▸ **Lavoro richiesto**
Riporta tutte le righe del materiale come elenco numerato, tralasciando quelle vuote.
============================================================
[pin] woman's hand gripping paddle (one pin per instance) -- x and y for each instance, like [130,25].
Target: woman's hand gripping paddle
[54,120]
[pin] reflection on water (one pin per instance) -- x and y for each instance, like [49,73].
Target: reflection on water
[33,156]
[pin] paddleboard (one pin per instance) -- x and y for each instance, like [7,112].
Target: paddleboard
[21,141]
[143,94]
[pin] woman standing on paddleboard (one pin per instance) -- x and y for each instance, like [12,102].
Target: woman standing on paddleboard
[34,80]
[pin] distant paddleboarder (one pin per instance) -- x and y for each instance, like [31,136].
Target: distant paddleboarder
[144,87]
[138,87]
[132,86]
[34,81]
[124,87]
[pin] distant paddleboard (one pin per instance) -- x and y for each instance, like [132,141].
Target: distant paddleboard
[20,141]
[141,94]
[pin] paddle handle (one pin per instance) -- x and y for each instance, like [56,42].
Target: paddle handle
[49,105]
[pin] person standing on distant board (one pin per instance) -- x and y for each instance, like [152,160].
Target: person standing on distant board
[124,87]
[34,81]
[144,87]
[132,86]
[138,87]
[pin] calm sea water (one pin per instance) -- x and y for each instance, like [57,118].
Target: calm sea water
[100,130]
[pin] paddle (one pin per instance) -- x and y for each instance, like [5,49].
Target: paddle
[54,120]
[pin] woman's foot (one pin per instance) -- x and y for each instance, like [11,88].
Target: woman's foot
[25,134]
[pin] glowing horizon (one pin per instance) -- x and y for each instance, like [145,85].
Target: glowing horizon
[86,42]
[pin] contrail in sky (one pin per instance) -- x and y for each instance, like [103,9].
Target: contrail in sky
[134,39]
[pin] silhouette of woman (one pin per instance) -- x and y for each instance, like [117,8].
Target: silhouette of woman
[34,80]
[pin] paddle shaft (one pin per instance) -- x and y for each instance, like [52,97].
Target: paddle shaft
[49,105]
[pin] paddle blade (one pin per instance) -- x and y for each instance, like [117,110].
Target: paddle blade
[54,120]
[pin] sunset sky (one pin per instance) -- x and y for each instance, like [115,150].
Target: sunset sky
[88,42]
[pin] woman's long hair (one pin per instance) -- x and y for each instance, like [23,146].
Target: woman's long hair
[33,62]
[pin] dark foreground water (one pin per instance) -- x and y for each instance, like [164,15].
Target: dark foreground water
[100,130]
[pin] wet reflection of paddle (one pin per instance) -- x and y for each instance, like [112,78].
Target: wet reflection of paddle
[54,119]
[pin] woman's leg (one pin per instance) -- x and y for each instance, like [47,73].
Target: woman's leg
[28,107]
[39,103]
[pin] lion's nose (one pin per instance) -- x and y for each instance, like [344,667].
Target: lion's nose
============================================================
▸ **Risposta all'esercizio**
1. [pin] woman's hand gripping paddle (one pin per instance) -- x and y for each instance, like [130,25].
2. Target: woman's hand gripping paddle
3. [54,120]
4. [pin] reflection on water (one pin per instance) -- x and y for each instance, like [49,73].
5. Target: reflection on water
6. [33,156]
7. [pin] paddleboard (one pin per instance) -- x and y for each instance, like [7,112].
8. Target: paddleboard
9. [21,141]
10. [143,94]
11. [pin] woman standing on paddleboard (one pin per instance) -- x and y for each instance, like [12,102].
12. Target: woman standing on paddleboard
13. [34,80]
14. [pin] distant paddleboarder (one pin per instance) -- x and y for each instance, like [31,136].
15. Target: distant paddleboarder
16. [144,87]
17. [138,87]
18. [132,86]
19. [34,81]
20. [124,87]
21. [pin] distant paddleboard (one pin per instance) -- x and y for each instance, like [132,141].
22. Target: distant paddleboard
23. [20,141]
24. [141,94]
25. [pin] paddle handle (one pin per instance) -- x and y for each instance, like [56,42].
26. Target: paddle handle
27. [49,105]
28. [pin] person standing on distant board (one pin per instance) -- x and y for each instance, like [152,160].
29. Target: person standing on distant board
30. [124,87]
31. [34,81]
32. [144,87]
33. [132,86]
34. [138,87]
35. [pin] calm sea water (one pin per instance) -- x and y for each instance, like [57,118].
36. Target: calm sea water
37. [100,130]
38. [pin] paddle (one pin per instance) -- x and y for each instance, like [5,49].
39. Target: paddle
40. [54,120]
41. [pin] woman's foot (one pin per instance) -- x and y for each instance, like [11,88].
42. Target: woman's foot
43. [25,134]
44. [pin] glowing horizon (one pin per instance) -- x and y for each instance, like [145,85].
45. Target: glowing horizon
46. [86,42]
47. [pin] contrail in sky (one pin per instance) -- x and y for each instance, like [103,9].
48. Target: contrail in sky
49. [134,39]
50. [pin] silhouette of woman (one pin per instance) -- x and y for each instance, like [117,8].
51. Target: silhouette of woman
52. [34,80]
53. [pin] paddle shaft (one pin per instance) -- x and y for each instance, like [52,97].
54. Target: paddle shaft
55. [49,105]
56. [pin] paddle blade (one pin per instance) -- x and y for each instance, like [117,110].
57. Target: paddle blade
58. [54,120]
59. [pin] sunset sky (one pin per instance) -- x and y for each instance, like [115,150].
60. Target: sunset sky
61. [88,42]
62. [pin] woman's long hair (one pin per instance) -- x and y for each instance, like [23,146].
63. Target: woman's long hair
64. [33,62]
65. [pin] dark foreground water (one pin per instance) -- x and y for each instance, like [164,15].
66. Target: dark foreground water
67. [100,130]
68. [pin] wet reflection of paddle (one pin per instance) -- x and y for each instance, like [112,78].
69. Target: wet reflection of paddle
70. [54,119]
71. [pin] woman's leg (one pin per instance) -- x and y for each instance, like [47,73].
72. Target: woman's leg
73. [28,107]
74. [39,103]
75. [pin] lion's nose (one pin per instance) -- x and y for each instance, like [344,667].
76. Target: lion's nose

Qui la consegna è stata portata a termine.